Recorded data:
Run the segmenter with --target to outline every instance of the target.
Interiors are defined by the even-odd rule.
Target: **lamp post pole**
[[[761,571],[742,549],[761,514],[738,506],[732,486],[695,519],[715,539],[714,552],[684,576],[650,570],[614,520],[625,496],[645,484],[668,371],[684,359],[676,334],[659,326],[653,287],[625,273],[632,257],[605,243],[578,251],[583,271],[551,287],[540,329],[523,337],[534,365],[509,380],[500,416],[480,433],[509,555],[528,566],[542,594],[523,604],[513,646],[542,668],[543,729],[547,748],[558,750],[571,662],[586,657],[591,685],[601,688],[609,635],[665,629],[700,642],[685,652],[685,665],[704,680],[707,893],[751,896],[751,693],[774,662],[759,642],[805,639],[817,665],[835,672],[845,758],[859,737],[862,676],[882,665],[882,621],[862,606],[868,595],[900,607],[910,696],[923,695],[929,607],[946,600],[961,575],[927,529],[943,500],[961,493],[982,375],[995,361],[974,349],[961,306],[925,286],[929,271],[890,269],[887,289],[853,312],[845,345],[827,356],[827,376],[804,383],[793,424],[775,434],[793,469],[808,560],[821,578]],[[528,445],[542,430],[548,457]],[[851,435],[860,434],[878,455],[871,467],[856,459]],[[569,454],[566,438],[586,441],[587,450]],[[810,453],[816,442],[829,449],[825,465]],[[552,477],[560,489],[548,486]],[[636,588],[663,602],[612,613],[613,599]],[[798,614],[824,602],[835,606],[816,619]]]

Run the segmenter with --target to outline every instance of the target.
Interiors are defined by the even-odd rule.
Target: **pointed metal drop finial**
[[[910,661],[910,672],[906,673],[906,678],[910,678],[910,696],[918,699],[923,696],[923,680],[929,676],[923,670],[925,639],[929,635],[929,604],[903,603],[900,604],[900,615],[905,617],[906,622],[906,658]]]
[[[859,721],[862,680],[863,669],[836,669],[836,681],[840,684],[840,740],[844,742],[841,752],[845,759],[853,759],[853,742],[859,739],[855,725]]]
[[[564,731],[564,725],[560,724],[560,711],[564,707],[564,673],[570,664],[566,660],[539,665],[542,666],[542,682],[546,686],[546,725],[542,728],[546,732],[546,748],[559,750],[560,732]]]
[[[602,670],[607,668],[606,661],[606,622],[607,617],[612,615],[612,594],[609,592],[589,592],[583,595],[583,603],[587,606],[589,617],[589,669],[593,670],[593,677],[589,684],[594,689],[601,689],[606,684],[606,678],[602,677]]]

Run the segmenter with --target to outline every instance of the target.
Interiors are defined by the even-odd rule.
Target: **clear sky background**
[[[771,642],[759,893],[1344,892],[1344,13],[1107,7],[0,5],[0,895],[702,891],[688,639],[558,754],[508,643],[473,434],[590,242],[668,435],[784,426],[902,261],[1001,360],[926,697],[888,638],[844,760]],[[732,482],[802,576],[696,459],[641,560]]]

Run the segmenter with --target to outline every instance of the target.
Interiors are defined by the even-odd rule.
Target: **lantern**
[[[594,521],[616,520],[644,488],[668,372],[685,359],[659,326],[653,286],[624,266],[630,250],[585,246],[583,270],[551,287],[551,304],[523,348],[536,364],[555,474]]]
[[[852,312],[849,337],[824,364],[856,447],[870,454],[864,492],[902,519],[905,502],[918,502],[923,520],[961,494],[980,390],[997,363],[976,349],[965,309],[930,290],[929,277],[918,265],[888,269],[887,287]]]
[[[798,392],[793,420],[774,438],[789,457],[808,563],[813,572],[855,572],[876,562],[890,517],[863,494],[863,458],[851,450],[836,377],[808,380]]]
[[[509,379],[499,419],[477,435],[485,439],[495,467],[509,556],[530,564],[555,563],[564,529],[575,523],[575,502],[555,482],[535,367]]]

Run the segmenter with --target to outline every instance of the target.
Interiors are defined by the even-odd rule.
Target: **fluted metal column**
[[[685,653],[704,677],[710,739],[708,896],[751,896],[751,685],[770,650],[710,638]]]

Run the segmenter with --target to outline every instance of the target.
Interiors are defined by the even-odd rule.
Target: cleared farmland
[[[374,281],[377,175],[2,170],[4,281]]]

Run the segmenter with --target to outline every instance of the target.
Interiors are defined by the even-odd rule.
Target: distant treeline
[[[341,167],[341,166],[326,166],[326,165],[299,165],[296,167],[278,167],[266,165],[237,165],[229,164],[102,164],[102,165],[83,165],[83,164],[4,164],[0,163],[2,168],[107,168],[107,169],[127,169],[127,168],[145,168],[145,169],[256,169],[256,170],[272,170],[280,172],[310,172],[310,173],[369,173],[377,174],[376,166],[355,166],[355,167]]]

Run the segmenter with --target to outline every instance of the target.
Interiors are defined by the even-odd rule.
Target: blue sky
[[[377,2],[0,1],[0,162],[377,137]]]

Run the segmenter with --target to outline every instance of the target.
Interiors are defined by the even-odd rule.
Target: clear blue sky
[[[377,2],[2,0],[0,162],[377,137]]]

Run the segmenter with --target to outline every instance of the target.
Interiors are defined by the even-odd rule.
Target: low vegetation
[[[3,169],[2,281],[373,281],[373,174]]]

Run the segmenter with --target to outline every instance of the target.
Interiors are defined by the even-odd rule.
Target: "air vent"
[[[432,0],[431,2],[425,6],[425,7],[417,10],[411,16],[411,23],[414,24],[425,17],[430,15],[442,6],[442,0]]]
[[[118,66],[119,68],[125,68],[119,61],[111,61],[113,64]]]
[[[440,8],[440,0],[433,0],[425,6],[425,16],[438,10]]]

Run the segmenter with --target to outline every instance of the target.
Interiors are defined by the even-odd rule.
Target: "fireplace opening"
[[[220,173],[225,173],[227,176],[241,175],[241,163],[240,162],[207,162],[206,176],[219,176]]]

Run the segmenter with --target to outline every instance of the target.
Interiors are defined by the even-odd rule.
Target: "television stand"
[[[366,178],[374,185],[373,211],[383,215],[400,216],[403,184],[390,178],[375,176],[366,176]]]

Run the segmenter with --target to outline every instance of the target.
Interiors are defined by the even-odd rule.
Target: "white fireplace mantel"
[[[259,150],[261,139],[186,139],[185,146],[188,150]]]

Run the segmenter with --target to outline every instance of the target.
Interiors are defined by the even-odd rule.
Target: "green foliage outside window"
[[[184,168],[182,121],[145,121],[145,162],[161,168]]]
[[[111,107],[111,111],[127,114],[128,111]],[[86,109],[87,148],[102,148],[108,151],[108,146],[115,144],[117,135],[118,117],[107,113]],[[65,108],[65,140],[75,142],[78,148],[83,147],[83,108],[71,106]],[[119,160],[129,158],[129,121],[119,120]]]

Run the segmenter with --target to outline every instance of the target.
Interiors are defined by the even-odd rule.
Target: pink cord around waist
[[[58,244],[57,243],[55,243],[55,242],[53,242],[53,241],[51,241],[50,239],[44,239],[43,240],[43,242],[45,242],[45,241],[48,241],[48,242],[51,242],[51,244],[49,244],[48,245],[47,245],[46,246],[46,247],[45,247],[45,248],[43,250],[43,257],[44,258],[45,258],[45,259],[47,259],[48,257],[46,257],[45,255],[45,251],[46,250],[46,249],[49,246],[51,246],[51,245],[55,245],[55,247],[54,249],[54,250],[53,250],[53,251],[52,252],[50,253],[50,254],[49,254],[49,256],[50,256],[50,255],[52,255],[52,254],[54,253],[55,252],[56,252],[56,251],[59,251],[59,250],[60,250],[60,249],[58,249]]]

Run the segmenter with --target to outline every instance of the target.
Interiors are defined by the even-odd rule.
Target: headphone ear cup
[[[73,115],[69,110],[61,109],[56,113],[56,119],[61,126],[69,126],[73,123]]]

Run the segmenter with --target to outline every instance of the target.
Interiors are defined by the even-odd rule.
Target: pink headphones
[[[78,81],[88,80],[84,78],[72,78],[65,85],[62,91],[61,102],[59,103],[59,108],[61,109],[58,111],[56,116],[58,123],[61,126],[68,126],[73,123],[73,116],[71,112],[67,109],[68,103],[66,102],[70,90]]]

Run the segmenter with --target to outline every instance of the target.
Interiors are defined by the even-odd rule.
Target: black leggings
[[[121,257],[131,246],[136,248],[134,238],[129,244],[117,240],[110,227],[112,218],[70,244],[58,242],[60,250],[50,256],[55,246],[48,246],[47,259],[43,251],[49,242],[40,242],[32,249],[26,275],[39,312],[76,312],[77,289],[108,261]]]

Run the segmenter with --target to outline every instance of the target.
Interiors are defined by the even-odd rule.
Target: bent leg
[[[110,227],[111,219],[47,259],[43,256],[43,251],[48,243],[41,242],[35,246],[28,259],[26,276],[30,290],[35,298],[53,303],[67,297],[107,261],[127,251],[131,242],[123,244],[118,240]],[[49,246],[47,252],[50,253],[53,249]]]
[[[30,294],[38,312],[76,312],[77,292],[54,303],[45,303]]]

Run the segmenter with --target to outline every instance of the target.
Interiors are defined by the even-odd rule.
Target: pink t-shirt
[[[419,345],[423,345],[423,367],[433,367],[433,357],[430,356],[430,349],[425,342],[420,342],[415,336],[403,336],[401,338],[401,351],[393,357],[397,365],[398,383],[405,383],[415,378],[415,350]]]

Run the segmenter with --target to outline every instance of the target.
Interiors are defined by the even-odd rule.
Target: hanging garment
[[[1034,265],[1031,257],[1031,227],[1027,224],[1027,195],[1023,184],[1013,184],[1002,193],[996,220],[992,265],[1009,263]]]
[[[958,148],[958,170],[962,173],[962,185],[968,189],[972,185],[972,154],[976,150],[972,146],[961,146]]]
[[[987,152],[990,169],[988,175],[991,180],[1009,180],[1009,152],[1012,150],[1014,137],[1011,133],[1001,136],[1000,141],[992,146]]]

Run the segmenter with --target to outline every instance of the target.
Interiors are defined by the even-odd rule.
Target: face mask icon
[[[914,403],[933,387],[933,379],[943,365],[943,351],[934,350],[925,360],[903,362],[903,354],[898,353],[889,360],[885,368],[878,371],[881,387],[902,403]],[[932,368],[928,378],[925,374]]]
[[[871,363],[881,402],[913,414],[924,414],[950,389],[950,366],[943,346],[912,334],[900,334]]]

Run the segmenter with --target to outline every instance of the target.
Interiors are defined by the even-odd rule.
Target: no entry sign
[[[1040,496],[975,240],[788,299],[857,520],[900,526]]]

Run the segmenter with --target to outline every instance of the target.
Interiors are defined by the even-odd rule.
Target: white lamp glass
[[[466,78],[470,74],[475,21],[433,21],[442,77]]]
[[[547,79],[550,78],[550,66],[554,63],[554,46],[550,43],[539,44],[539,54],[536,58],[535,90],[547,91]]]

* What needs to be done *
Output the rows from the beginning through the line containing "Target: **lamp post pole**", changing "even-odd" to "nonzero winding" and keeping every other character as is.

* Output below *
Run the segmenter with --target to outline every instance of the target.
Interiors are defined by the nonzero winding rule.
Target: **lamp post pole**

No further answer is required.